[DATA FOR THIS TASK]:
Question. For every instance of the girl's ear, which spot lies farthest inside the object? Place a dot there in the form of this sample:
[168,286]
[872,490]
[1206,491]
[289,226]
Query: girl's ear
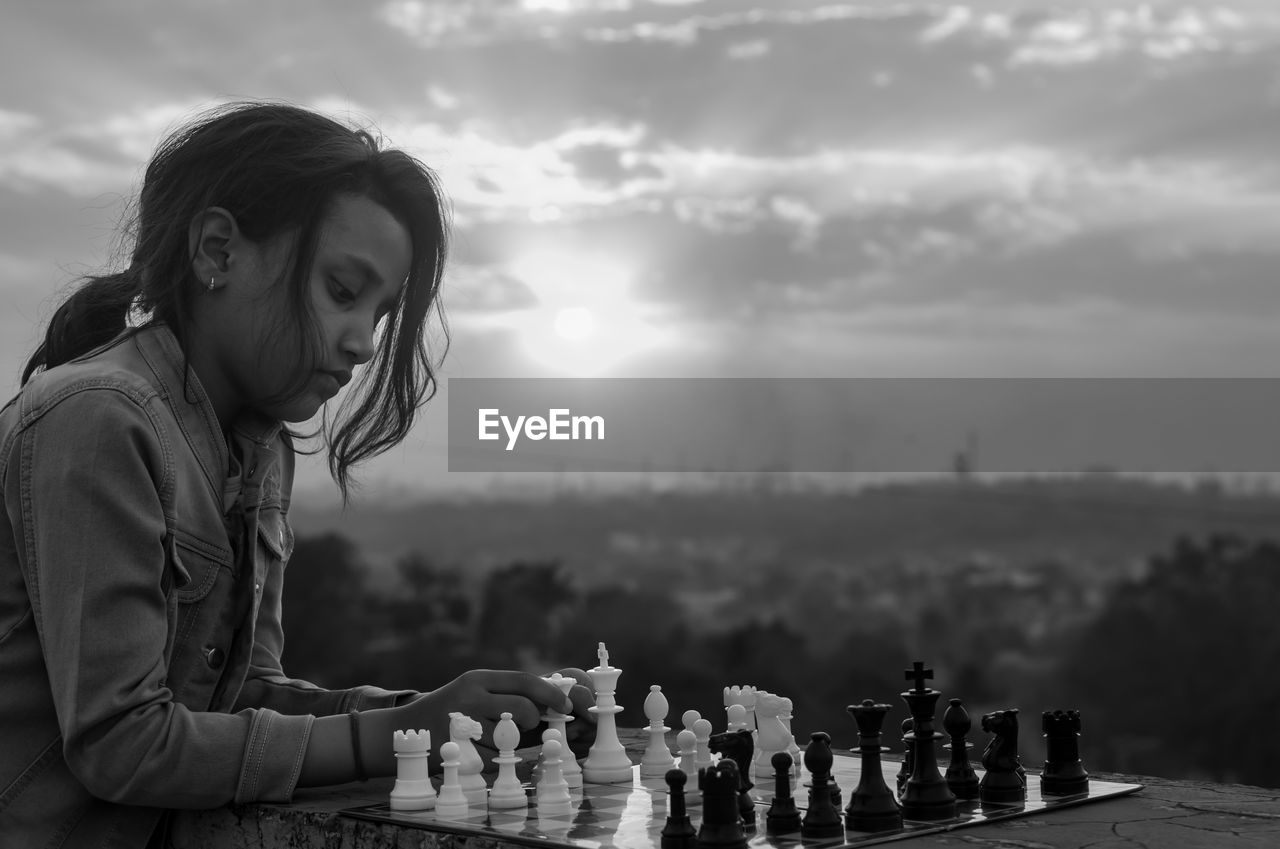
[209,241]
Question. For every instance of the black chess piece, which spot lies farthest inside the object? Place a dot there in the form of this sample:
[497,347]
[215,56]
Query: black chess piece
[1005,780]
[960,774]
[872,807]
[740,747]
[926,794]
[722,825]
[782,816]
[822,818]
[904,771]
[1064,772]
[679,831]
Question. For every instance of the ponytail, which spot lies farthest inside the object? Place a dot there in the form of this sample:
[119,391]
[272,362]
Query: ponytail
[94,315]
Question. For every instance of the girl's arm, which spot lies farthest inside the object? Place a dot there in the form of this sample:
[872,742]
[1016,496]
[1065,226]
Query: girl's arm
[82,489]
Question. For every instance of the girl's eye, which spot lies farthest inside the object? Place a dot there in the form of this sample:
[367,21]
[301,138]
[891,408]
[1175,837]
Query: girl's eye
[342,295]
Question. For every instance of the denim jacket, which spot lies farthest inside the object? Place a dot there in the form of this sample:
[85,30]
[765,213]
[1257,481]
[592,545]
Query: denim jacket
[140,603]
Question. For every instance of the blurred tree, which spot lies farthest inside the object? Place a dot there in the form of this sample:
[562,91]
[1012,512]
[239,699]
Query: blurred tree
[1175,669]
[324,611]
[521,608]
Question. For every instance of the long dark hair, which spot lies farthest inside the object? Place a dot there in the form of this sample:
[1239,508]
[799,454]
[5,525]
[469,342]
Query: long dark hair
[275,168]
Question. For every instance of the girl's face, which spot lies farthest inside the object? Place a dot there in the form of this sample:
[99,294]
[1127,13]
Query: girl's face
[361,261]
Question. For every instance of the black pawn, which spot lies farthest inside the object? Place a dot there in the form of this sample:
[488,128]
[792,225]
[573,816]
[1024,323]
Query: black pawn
[782,816]
[822,818]
[722,825]
[1064,772]
[908,754]
[960,775]
[679,831]
[872,807]
[740,747]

[AIM OF THE TASK]: Excluding every picture, set down the listing exactly.

[RESULT]:
Question. For every instance of the girl's ear, which spot lies farthest inside the object? Place a dot there in the form of this sample:
[168,286]
[872,490]
[1206,491]
[289,226]
Query: girl's ear
[209,241]
Question. For every instance of the black chess piece, which spot lies farthest inside the object? Place a dot there in the form of this sample:
[497,347]
[215,56]
Query: black chess piece
[1005,780]
[960,774]
[872,807]
[740,747]
[926,794]
[722,825]
[782,816]
[822,818]
[904,771]
[1064,772]
[679,831]
Question. For every instance of the ponytail, which spot lies farthest inside the object? Place a dot there in the form of this sample:
[119,391]
[272,362]
Query: ponytail
[94,315]
Question. For every instance of the girl's arm, which spot lies farthest inside the object? Place a dot there in the form of this sample:
[872,742]
[1016,496]
[1065,226]
Query: girl's arm
[82,489]
Question. For every instance of the girl's eye, which spot lies farthest inside the object? Place a dot there in the form of this sample:
[367,21]
[301,138]
[891,408]
[1175,837]
Query: girl's eye
[342,295]
Question. For every instance of the denim jacket, which spot lies farthest inside the object? Place a dot there in the form of this sample:
[85,30]
[765,213]
[1257,481]
[592,545]
Query: denim jacket
[140,603]
Question. For every instance of the blurred tree, which spot lies farthest inside the object? Place a dot there in the form of this sample:
[562,91]
[1012,512]
[239,699]
Query: blurred tree
[1175,669]
[324,611]
[521,608]
Question. For every instance of the long dark hair, which spot lies farthest inside the object? Place a dot there in the form of this sample:
[1239,508]
[799,454]
[5,525]
[469,342]
Query: long dark hair
[275,168]
Question. For every instance of the girl's face, which spot lies farthest inside the object? Place a dot there in the form of this sample:
[99,294]
[1127,13]
Query: girl's face
[361,261]
Question. For every instance of the black pawn, which spot lies farthest inside the object? Place a dot there in the form of this sample:
[488,128]
[792,225]
[573,816]
[1024,323]
Query: black pawn
[782,816]
[822,818]
[722,825]
[1064,772]
[908,754]
[960,775]
[679,831]
[872,807]
[740,747]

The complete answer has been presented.